# WHAT YOU HAVE TO DO
From the top of the records below, return each line exactly, ending with the line that contains "Target: wooden roof".

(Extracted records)
▽

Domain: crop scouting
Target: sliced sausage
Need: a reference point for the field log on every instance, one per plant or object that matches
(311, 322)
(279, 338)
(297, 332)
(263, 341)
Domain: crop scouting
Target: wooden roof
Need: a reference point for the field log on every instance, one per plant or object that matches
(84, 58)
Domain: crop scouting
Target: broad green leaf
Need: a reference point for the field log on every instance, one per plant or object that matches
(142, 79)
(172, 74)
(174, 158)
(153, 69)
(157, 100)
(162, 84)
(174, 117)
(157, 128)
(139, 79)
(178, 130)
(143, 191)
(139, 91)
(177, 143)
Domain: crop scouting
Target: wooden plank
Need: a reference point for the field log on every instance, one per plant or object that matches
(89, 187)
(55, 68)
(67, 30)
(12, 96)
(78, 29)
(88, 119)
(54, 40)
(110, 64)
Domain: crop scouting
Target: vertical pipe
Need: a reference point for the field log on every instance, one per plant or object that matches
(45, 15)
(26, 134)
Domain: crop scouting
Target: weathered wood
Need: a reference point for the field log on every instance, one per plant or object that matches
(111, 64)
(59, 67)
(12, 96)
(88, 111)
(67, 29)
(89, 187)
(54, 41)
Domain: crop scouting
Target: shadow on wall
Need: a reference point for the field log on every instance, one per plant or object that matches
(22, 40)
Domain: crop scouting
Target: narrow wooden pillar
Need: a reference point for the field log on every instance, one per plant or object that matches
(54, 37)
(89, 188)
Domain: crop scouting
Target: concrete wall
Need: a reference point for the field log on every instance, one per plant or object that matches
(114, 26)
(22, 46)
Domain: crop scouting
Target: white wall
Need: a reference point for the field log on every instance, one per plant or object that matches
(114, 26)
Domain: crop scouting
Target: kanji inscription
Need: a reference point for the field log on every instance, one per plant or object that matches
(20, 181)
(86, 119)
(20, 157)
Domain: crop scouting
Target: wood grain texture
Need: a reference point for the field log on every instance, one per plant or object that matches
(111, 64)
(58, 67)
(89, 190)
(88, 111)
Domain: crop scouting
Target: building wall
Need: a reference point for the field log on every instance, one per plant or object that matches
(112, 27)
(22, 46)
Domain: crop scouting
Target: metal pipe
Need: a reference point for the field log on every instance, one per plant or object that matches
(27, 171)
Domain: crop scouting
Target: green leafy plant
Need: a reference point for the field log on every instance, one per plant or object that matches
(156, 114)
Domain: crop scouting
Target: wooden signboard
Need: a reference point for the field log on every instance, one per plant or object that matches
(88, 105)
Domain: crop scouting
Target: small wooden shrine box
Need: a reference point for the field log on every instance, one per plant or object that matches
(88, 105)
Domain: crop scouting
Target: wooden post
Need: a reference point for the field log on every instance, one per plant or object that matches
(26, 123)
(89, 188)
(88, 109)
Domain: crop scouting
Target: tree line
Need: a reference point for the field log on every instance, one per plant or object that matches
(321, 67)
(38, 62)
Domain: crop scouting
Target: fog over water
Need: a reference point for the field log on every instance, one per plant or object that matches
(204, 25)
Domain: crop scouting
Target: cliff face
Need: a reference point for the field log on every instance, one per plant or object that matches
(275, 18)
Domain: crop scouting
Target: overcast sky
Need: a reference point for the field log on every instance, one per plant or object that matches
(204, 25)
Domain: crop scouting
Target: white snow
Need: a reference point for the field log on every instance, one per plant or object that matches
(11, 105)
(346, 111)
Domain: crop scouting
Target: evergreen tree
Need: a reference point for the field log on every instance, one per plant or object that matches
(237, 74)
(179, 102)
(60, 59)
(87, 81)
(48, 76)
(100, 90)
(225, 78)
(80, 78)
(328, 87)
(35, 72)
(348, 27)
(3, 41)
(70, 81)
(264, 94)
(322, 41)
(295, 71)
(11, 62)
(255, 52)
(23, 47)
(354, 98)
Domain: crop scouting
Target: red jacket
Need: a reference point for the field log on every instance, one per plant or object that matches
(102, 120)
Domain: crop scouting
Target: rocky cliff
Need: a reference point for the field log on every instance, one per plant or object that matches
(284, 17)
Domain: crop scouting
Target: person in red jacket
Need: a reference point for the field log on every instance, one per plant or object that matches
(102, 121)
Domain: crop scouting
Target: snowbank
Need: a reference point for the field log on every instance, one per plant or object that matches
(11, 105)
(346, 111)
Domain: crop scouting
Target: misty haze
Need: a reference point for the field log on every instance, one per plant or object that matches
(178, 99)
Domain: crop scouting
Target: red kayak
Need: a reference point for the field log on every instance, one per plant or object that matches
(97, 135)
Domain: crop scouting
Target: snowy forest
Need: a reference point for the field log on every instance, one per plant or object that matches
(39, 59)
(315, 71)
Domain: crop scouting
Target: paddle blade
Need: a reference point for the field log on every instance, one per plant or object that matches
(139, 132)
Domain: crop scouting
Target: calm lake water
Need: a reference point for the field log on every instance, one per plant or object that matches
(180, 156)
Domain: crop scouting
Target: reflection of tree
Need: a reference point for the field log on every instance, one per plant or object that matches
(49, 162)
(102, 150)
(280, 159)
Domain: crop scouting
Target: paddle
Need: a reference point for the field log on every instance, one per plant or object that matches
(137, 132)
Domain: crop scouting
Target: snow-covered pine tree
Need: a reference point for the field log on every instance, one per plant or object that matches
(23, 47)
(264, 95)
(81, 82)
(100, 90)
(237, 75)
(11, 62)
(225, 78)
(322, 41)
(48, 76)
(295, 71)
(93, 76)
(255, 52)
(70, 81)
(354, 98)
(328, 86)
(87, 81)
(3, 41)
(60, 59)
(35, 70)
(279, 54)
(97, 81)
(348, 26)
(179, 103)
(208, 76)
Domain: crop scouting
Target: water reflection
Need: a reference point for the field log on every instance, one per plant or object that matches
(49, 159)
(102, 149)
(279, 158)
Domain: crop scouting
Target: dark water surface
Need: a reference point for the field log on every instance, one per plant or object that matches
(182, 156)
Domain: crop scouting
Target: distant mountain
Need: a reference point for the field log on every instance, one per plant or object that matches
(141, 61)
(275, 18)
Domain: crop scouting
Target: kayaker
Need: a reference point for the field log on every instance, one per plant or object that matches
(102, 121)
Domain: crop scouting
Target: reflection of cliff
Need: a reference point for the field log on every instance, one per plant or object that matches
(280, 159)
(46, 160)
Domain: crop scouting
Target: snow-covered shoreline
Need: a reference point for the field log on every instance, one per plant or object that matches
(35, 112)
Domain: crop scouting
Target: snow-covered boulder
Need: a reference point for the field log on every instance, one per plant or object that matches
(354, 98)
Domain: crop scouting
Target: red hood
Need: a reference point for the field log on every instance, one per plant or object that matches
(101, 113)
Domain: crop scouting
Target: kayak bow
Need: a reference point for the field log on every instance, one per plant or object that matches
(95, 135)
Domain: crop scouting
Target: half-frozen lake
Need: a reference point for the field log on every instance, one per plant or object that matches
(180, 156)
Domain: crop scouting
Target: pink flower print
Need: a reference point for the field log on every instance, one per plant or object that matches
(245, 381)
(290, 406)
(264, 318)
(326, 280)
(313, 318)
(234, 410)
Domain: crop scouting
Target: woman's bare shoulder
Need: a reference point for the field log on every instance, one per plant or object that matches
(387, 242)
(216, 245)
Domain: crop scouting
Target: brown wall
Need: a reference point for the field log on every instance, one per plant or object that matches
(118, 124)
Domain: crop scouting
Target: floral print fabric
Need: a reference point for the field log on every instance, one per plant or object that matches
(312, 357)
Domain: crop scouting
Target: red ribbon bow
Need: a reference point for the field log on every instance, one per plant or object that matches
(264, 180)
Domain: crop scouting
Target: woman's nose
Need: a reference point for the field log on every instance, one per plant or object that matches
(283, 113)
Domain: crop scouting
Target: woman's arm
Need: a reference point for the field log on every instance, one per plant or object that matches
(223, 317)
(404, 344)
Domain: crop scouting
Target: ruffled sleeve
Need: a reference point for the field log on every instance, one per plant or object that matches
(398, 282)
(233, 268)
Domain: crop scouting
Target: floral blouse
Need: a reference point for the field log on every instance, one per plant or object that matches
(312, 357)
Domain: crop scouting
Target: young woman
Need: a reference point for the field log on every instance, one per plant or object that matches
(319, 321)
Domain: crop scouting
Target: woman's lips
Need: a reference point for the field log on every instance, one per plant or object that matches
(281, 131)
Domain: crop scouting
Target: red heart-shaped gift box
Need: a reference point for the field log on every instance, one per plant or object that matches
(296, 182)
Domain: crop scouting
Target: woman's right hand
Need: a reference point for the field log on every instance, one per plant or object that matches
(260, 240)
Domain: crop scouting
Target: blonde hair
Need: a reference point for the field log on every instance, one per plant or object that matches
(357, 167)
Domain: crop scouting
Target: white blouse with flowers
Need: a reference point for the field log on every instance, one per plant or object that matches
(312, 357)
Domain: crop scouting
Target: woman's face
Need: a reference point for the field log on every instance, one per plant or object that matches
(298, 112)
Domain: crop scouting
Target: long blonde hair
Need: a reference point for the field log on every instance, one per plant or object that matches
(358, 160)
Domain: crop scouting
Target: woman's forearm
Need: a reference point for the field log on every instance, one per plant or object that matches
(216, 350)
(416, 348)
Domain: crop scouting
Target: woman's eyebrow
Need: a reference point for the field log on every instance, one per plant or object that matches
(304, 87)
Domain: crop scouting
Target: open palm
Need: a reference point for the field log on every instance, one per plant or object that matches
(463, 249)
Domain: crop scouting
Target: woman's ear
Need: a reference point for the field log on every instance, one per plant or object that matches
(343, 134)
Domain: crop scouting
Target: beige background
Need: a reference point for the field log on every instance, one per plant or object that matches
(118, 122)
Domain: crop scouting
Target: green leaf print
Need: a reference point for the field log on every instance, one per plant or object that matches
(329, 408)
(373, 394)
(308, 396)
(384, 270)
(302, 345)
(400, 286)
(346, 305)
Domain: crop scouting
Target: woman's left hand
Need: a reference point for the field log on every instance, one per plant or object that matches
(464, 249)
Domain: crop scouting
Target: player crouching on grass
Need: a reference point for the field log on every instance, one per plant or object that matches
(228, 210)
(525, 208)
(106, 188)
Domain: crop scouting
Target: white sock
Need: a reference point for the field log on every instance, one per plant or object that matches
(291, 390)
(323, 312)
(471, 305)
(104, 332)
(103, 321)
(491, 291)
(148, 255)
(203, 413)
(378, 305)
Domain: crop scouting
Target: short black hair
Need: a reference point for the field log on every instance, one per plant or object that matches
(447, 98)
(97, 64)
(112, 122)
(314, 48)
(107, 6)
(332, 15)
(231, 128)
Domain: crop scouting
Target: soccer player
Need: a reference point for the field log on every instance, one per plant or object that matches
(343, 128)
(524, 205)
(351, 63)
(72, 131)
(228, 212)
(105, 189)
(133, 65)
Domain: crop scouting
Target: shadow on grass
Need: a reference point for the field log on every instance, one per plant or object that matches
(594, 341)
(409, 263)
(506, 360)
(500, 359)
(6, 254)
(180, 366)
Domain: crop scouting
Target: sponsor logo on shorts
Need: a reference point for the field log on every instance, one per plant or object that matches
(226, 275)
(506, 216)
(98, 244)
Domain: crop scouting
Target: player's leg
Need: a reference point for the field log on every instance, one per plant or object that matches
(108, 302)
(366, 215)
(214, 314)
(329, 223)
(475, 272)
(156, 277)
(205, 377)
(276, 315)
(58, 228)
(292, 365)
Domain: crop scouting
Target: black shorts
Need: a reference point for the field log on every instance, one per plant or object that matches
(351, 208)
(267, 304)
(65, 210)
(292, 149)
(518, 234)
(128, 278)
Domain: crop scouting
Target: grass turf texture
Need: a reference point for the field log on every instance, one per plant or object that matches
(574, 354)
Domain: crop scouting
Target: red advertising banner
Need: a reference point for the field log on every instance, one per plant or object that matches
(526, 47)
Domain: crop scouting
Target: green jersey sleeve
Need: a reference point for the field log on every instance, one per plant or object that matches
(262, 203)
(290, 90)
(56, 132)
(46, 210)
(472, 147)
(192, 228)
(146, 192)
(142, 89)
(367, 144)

△

# SOLUTION FOR THIS TASK
Domain: crop scouting
Target: sliced sausage
Need: a reference point for the field log on every instance, one per plant or object that matches
(311, 322)
(279, 338)
(297, 332)
(263, 341)
Domain: crop scouting
Target: wooden roof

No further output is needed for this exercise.